Dans toutes les mobilisations populistes, disais-je, apparaît un « charisme démocratique » : autrement dit, pour reprendre le sociologue allemand Max Weber, une forme de charisme révolutionnaire tourné vers la refondation de la démocratie. Weber disait que le charisme révolutionnaire produit toujours une métanoïa des dominés : une transformation subjective puissante. Le charisme démocratique des mobilisations populistes tourne cette métanoïa vers l’utopie de la radicalisation de la démocratie. « Nous devons fonder des démocraties intégrales » : voici ce que dit ce charisme. Or, comme Weber nous l’apprend, ce charisme est souvent personnalisé dans les moments de crise : ce sont des individus auxquels on prête des qualités exceptionnelles qui vont relayer ce discours transformateur auprès des subalternes, tout en l’incarnant. C’est ce qui apparaît dans les mobilisations populistes. Un ou plusieurs leaders vont exercer ce « charisme démocratique » ; ils vont dire « Luttez, derrière moi, pour que vous puissiez avoir plus de capacités en démocratie ». C’est en cela que c’est une « relation verticale, mais productrice d’égalité » : d’un côté, le charisme assoit une forte verticalité entre le leader et les masses ; de l’autre, c’est un charisme très particulier, tourné vers l’utopie d’une radicalisation démocratique et qui vise une horizontalité pure : la capacité des subalternes à gouverner sans avoir de titres particuliers pour le faire.

Tâche demandée A =>
Répondez aux questions suivantes d'après le texte sur le charisme démocratique.
(i) D'après Weber, que produit toujours le charisme révolutionnaire chez les dominés ?
(ii) Dans quels moments ce charisme est-il souvent personnalisé ?
(iii) En quoi consiste l'horizontalité pure visée par le charisme démocratique ?
Tâche demandée B =>
Traduisez en anglais la phrase suivante du texte sur le charisme démocratique : « Weber disait que le charisme révolutionnaire produit toujours une métanoïa des dominés : une transformation subjective puissante. »
Tâche demandée C =>
Résumez le texte sur le charisme démocratique en deux phrases.

Extrait de données =>
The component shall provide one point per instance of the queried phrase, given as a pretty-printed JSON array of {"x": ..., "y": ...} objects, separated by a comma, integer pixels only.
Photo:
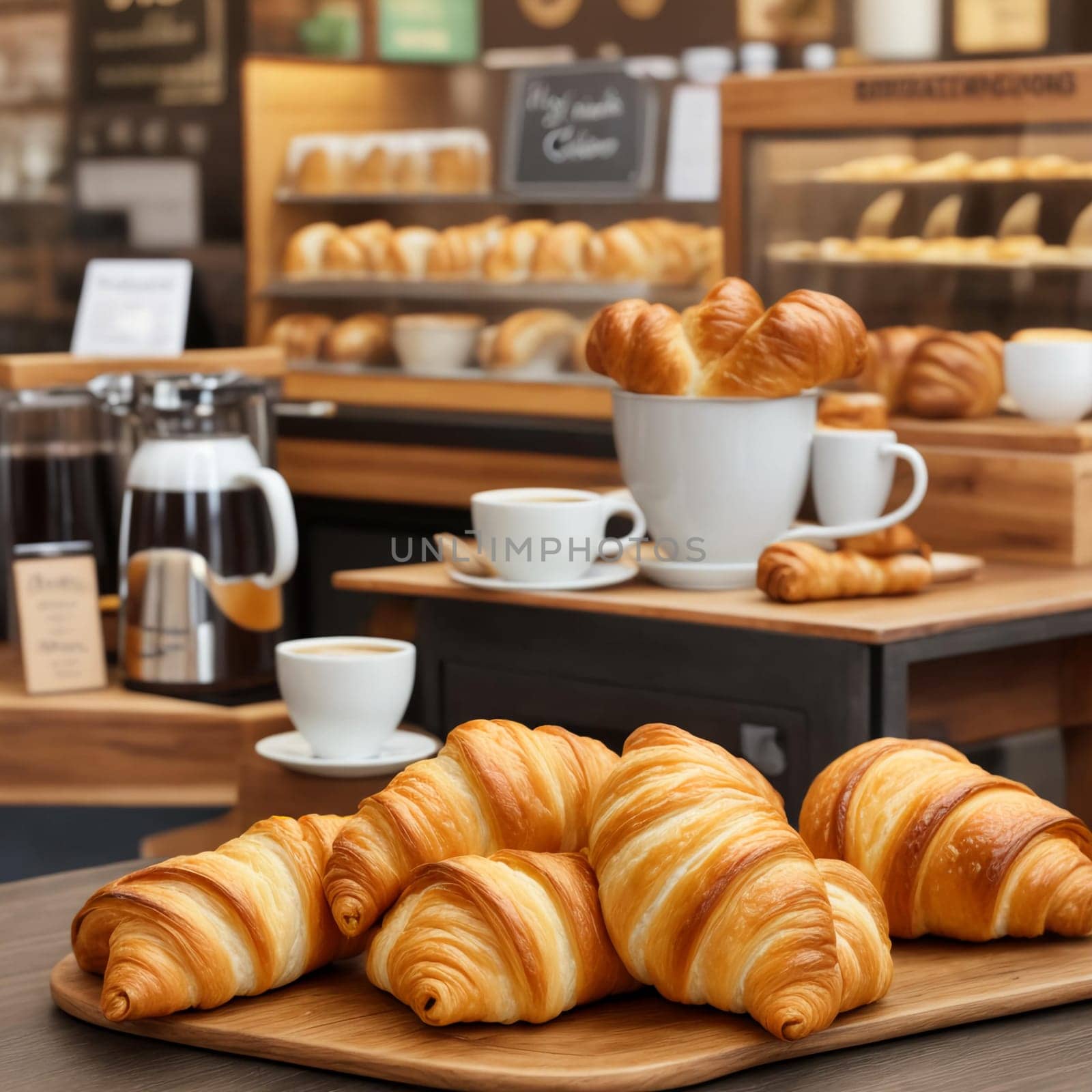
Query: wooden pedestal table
[{"x": 789, "y": 687}]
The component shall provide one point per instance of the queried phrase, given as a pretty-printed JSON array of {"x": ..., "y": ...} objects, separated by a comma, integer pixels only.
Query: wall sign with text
[
  {"x": 174, "y": 52},
  {"x": 580, "y": 129}
]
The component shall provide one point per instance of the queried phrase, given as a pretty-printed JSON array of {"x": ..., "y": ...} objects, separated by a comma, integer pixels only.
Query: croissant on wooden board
[
  {"x": 196, "y": 932},
  {"x": 953, "y": 851},
  {"x": 713, "y": 898},
  {"x": 494, "y": 786},
  {"x": 729, "y": 345},
  {"x": 515, "y": 936},
  {"x": 889, "y": 543},
  {"x": 955, "y": 375},
  {"x": 801, "y": 573}
]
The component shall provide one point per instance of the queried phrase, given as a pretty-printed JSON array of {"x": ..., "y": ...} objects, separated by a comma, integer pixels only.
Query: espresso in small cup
[
  {"x": 542, "y": 535},
  {"x": 347, "y": 696}
]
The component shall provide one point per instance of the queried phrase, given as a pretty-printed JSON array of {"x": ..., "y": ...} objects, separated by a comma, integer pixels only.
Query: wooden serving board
[{"x": 336, "y": 1020}]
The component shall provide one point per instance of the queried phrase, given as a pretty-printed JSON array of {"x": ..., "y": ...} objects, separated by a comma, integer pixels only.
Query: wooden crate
[{"x": 1005, "y": 487}]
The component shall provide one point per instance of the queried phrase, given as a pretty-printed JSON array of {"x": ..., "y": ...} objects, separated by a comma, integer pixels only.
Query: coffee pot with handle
[{"x": 207, "y": 541}]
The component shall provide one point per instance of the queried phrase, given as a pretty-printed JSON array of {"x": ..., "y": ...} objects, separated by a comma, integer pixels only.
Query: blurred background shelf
[{"x": 534, "y": 293}]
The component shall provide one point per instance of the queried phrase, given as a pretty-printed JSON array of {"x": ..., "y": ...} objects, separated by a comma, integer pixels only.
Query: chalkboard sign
[{"x": 584, "y": 129}]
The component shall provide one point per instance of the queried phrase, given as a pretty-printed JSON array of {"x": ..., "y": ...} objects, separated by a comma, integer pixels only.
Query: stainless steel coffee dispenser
[{"x": 207, "y": 541}]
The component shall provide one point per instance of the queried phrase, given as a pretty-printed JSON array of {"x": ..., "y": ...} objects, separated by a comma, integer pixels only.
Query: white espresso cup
[
  {"x": 347, "y": 695},
  {"x": 541, "y": 535},
  {"x": 1051, "y": 379},
  {"x": 729, "y": 475},
  {"x": 853, "y": 473}
]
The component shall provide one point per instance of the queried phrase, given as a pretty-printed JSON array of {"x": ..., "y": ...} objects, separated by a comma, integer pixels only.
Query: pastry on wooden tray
[
  {"x": 196, "y": 932},
  {"x": 713, "y": 898},
  {"x": 955, "y": 375},
  {"x": 853, "y": 410},
  {"x": 729, "y": 345},
  {"x": 300, "y": 336},
  {"x": 363, "y": 339},
  {"x": 801, "y": 573},
  {"x": 515, "y": 936},
  {"x": 494, "y": 786},
  {"x": 889, "y": 543},
  {"x": 953, "y": 851}
]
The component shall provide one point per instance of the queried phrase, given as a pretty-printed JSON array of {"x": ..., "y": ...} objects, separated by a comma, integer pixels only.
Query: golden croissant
[
  {"x": 196, "y": 932},
  {"x": 516, "y": 936},
  {"x": 728, "y": 345},
  {"x": 713, "y": 898},
  {"x": 800, "y": 573},
  {"x": 953, "y": 851},
  {"x": 495, "y": 786}
]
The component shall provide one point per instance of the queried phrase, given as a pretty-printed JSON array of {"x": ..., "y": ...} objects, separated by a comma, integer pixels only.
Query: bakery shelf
[{"x": 532, "y": 293}]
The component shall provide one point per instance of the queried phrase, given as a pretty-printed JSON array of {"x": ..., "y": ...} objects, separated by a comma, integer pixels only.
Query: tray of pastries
[
  {"x": 649, "y": 920},
  {"x": 407, "y": 162}
]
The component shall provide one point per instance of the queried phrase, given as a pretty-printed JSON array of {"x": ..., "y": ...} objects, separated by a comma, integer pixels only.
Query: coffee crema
[{"x": 344, "y": 650}]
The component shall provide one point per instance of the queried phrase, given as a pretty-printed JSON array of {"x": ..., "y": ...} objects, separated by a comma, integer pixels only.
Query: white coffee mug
[
  {"x": 725, "y": 478},
  {"x": 347, "y": 695},
  {"x": 1051, "y": 380},
  {"x": 541, "y": 535},
  {"x": 852, "y": 475}
]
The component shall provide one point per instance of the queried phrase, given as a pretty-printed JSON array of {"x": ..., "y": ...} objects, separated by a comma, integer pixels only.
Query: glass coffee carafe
[
  {"x": 63, "y": 456},
  {"x": 207, "y": 541}
]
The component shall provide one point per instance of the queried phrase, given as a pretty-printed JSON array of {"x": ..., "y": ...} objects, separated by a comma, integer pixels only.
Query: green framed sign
[{"x": 434, "y": 31}]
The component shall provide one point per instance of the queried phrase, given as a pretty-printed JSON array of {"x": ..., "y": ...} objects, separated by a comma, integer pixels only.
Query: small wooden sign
[
  {"x": 59, "y": 622},
  {"x": 580, "y": 129}
]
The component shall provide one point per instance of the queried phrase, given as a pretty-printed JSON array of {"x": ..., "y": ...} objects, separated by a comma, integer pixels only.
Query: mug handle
[
  {"x": 283, "y": 517},
  {"x": 622, "y": 502},
  {"x": 870, "y": 527}
]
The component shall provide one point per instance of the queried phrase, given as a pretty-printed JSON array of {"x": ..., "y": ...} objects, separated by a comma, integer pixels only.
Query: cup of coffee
[
  {"x": 541, "y": 535},
  {"x": 853, "y": 473},
  {"x": 722, "y": 478},
  {"x": 1050, "y": 374},
  {"x": 347, "y": 695}
]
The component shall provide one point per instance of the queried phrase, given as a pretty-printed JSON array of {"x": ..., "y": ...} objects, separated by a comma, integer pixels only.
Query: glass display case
[{"x": 919, "y": 195}]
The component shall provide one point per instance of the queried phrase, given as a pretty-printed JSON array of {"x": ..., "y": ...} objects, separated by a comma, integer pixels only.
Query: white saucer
[
  {"x": 294, "y": 753},
  {"x": 604, "y": 575},
  {"x": 700, "y": 576}
]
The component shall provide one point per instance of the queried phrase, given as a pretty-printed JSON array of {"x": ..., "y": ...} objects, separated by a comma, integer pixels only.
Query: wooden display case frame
[
  {"x": 948, "y": 96},
  {"x": 1005, "y": 487}
]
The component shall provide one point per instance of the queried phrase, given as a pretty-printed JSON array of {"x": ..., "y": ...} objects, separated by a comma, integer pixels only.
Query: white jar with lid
[{"x": 899, "y": 30}]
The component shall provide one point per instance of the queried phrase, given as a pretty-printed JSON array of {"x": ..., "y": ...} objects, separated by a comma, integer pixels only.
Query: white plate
[
  {"x": 294, "y": 753},
  {"x": 605, "y": 575},
  {"x": 700, "y": 576}
]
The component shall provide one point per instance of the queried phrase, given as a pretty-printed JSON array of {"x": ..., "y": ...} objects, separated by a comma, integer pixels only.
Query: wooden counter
[
  {"x": 116, "y": 747},
  {"x": 1003, "y": 593}
]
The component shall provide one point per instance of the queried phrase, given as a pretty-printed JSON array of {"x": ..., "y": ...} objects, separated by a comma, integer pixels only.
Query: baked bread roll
[
  {"x": 511, "y": 258},
  {"x": 853, "y": 410},
  {"x": 953, "y": 851},
  {"x": 363, "y": 339},
  {"x": 560, "y": 254},
  {"x": 953, "y": 375},
  {"x": 801, "y": 573},
  {"x": 726, "y": 347},
  {"x": 196, "y": 932},
  {"x": 532, "y": 336},
  {"x": 460, "y": 251},
  {"x": 889, "y": 352},
  {"x": 713, "y": 898},
  {"x": 302, "y": 336},
  {"x": 495, "y": 786},
  {"x": 888, "y": 543},
  {"x": 407, "y": 255},
  {"x": 516, "y": 936},
  {"x": 305, "y": 255}
]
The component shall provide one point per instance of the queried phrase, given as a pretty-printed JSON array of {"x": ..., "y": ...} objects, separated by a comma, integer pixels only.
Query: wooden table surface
[
  {"x": 1002, "y": 593},
  {"x": 44, "y": 1050}
]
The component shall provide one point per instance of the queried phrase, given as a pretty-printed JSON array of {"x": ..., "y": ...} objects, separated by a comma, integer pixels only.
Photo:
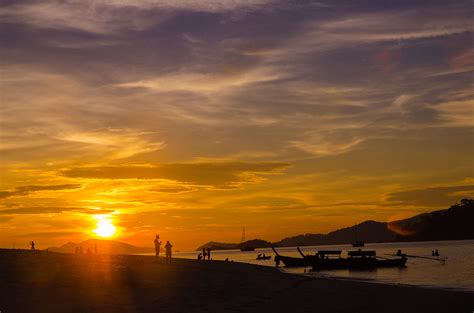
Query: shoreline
[{"x": 51, "y": 282}]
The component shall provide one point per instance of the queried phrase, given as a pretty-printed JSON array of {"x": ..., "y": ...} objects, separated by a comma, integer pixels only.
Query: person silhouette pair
[{"x": 168, "y": 252}]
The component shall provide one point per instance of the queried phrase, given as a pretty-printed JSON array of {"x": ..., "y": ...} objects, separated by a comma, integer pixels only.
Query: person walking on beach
[
  {"x": 168, "y": 247},
  {"x": 157, "y": 247}
]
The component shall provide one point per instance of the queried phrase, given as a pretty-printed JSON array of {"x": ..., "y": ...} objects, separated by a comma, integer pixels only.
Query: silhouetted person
[
  {"x": 157, "y": 247},
  {"x": 168, "y": 247}
]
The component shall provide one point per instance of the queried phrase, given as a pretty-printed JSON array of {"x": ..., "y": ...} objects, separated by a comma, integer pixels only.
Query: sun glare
[{"x": 105, "y": 228}]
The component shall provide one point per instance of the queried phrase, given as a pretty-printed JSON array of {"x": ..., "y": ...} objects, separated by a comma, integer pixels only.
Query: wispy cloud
[
  {"x": 218, "y": 174},
  {"x": 26, "y": 190}
]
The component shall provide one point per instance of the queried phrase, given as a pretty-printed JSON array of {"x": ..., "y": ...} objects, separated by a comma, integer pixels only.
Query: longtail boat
[
  {"x": 289, "y": 261},
  {"x": 357, "y": 260}
]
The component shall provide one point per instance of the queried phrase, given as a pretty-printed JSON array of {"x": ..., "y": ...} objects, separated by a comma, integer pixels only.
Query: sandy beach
[{"x": 34, "y": 281}]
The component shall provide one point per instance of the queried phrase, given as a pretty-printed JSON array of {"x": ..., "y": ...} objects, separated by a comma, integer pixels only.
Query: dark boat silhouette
[
  {"x": 263, "y": 257},
  {"x": 357, "y": 260},
  {"x": 289, "y": 261},
  {"x": 247, "y": 248},
  {"x": 244, "y": 247}
]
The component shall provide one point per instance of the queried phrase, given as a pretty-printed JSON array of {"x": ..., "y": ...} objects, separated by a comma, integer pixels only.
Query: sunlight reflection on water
[{"x": 456, "y": 273}]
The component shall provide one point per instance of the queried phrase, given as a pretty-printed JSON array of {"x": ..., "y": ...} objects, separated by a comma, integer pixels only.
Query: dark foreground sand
[{"x": 49, "y": 282}]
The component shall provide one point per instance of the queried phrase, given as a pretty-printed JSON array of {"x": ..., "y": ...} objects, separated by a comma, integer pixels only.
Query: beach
[{"x": 39, "y": 281}]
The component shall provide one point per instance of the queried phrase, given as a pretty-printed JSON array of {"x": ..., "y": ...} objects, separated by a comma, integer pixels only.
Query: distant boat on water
[
  {"x": 332, "y": 260},
  {"x": 357, "y": 243},
  {"x": 244, "y": 247}
]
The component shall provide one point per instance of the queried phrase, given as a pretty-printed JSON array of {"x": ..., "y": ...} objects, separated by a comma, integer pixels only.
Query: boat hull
[{"x": 356, "y": 263}]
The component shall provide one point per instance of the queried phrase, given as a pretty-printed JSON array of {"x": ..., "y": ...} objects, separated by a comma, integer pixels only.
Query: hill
[
  {"x": 255, "y": 243},
  {"x": 454, "y": 223},
  {"x": 103, "y": 247}
]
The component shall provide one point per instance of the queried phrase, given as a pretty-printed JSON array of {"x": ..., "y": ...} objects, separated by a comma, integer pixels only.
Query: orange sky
[{"x": 192, "y": 119}]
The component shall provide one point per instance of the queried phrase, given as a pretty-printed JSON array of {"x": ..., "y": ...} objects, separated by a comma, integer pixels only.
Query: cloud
[
  {"x": 109, "y": 16},
  {"x": 172, "y": 189},
  {"x": 218, "y": 174},
  {"x": 26, "y": 190},
  {"x": 115, "y": 143},
  {"x": 53, "y": 210},
  {"x": 432, "y": 196},
  {"x": 207, "y": 82}
]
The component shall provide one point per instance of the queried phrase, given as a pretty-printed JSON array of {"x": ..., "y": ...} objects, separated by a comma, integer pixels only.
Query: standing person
[
  {"x": 157, "y": 247},
  {"x": 168, "y": 247}
]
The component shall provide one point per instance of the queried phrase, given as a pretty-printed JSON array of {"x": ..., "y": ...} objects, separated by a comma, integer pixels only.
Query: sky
[{"x": 194, "y": 118}]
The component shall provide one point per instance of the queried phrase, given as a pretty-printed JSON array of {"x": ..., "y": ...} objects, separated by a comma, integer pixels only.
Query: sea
[{"x": 457, "y": 272}]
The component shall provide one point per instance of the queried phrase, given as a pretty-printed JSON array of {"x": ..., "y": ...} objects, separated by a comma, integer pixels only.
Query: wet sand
[{"x": 49, "y": 282}]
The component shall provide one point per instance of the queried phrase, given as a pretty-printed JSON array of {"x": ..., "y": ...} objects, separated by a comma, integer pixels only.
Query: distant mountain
[
  {"x": 455, "y": 223},
  {"x": 103, "y": 247},
  {"x": 368, "y": 231},
  {"x": 255, "y": 243}
]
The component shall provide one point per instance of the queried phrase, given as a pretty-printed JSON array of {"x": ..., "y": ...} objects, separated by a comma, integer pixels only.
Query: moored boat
[
  {"x": 357, "y": 260},
  {"x": 288, "y": 261}
]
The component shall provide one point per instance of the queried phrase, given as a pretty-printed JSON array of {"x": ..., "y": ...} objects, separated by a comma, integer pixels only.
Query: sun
[{"x": 105, "y": 228}]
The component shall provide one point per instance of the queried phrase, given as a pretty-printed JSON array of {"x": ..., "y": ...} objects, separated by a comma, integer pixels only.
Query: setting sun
[{"x": 104, "y": 228}]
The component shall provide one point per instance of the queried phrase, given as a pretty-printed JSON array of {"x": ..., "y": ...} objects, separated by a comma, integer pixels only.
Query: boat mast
[{"x": 242, "y": 239}]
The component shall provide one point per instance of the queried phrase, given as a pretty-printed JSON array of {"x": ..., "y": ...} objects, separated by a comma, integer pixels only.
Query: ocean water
[{"x": 456, "y": 273}]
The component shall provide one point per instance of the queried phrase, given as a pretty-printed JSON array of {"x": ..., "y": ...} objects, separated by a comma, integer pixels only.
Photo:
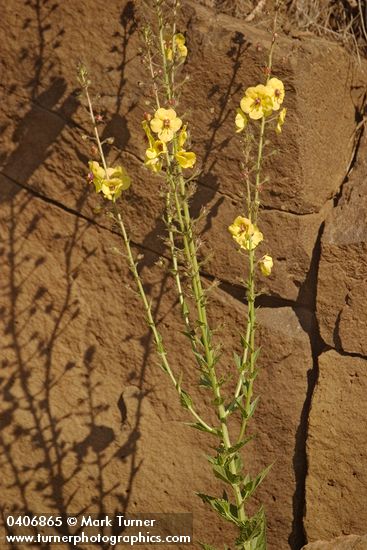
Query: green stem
[
  {"x": 132, "y": 265},
  {"x": 150, "y": 321}
]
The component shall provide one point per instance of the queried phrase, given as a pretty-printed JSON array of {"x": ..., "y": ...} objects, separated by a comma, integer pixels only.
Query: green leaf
[
  {"x": 253, "y": 533},
  {"x": 238, "y": 361},
  {"x": 222, "y": 507},
  {"x": 205, "y": 381},
  {"x": 202, "y": 428},
  {"x": 206, "y": 546}
]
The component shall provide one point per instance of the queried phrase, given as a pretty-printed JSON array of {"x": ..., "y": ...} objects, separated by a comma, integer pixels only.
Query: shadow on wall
[
  {"x": 55, "y": 444},
  {"x": 56, "y": 447}
]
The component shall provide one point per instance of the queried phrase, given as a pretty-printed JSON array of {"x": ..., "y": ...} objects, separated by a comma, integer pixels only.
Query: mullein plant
[{"x": 169, "y": 154}]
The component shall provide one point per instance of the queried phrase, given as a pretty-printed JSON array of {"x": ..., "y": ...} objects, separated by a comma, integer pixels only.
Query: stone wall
[{"x": 88, "y": 422}]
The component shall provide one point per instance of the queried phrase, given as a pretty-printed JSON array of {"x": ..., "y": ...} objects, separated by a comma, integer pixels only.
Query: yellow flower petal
[
  {"x": 281, "y": 119},
  {"x": 245, "y": 233},
  {"x": 266, "y": 264},
  {"x": 176, "y": 124},
  {"x": 97, "y": 170},
  {"x": 185, "y": 159},
  {"x": 166, "y": 135},
  {"x": 278, "y": 93},
  {"x": 156, "y": 125},
  {"x": 240, "y": 121},
  {"x": 258, "y": 101},
  {"x": 182, "y": 137}
]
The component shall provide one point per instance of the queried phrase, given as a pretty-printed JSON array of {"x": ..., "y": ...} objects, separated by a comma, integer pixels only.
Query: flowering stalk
[
  {"x": 268, "y": 98},
  {"x": 167, "y": 153},
  {"x": 117, "y": 216},
  {"x": 167, "y": 136}
]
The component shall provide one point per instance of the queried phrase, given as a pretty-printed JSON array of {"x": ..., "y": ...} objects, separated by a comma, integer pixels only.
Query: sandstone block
[
  {"x": 337, "y": 462},
  {"x": 341, "y": 296},
  {"x": 351, "y": 542}
]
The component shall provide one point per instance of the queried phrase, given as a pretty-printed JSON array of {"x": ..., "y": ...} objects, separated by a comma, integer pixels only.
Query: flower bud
[{"x": 266, "y": 264}]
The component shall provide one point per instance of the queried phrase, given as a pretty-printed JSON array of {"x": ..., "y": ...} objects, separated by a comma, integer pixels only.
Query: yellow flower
[
  {"x": 111, "y": 182},
  {"x": 266, "y": 264},
  {"x": 257, "y": 102},
  {"x": 186, "y": 159},
  {"x": 180, "y": 45},
  {"x": 278, "y": 92},
  {"x": 245, "y": 233},
  {"x": 181, "y": 49},
  {"x": 152, "y": 155},
  {"x": 281, "y": 119},
  {"x": 148, "y": 133},
  {"x": 240, "y": 121},
  {"x": 165, "y": 123},
  {"x": 182, "y": 137}
]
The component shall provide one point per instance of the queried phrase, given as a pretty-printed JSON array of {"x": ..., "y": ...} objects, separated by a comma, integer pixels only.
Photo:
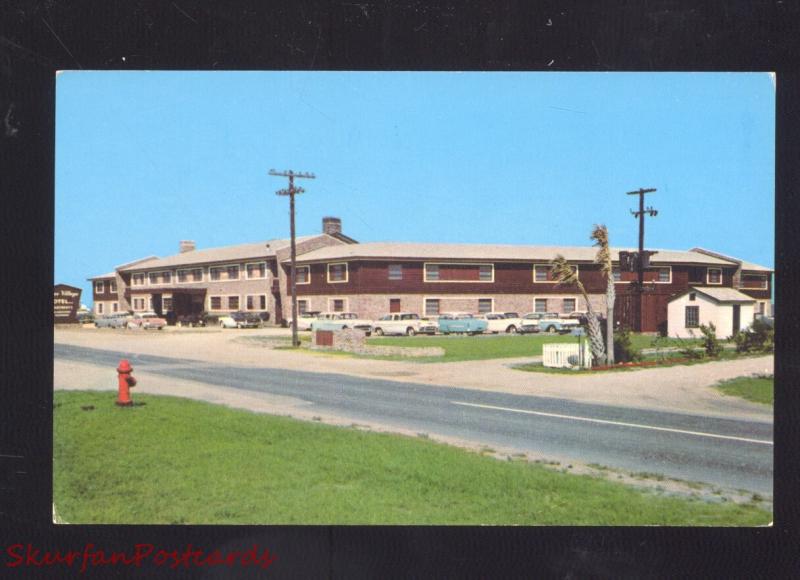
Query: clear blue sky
[{"x": 145, "y": 159}]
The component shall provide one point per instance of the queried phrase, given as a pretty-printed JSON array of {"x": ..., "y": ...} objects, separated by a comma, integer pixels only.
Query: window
[
  {"x": 256, "y": 302},
  {"x": 302, "y": 275},
  {"x": 256, "y": 271},
  {"x": 192, "y": 275},
  {"x": 337, "y": 272},
  {"x": 692, "y": 316}
]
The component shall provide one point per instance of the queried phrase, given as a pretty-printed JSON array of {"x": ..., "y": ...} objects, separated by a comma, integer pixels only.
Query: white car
[
  {"x": 304, "y": 320},
  {"x": 407, "y": 323},
  {"x": 339, "y": 321},
  {"x": 498, "y": 322}
]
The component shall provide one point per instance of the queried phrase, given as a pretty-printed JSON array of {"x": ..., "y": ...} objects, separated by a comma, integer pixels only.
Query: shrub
[
  {"x": 624, "y": 351},
  {"x": 710, "y": 342},
  {"x": 760, "y": 337}
]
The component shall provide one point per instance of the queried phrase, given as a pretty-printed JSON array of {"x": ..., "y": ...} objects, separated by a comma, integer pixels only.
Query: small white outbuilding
[{"x": 729, "y": 310}]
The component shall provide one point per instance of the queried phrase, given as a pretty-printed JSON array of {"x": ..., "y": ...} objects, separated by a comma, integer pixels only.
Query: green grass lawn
[
  {"x": 173, "y": 461},
  {"x": 759, "y": 389},
  {"x": 458, "y": 348}
]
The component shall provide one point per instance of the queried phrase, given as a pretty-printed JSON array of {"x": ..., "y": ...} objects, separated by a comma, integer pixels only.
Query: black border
[{"x": 38, "y": 38}]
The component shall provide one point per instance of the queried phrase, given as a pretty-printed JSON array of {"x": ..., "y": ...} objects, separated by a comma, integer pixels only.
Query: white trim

Réponse A =>
(i) Une métanoïa, c'est-à-dire une transformation subjective puissante.
(ii) Dans les moments de crise.
(iii) Dans la capacité des subalternes à gouverner sans avoir de titres particuliers pour le faire.

Réponse B =>
Weber said that revolutionary charisma always produces a metanoia among the dominated: a powerful subjective transformation.

Réponse C =>
Les mobilisations populistes font apparaître un « charisme démocratique », forme de charisme révolutionnaire au sens de Weber, qui oriente la transformation subjective des dominés vers l'utopie d'une radicalisation de la démocratie. Souvent incarné par un ou plusieurs leaders en temps de crise, ce charisme instaure une forte verticalité entre le leader et les masses tout en visant une horizontalité pure : la capacité des subalternes à gouverner sans titres particuliers.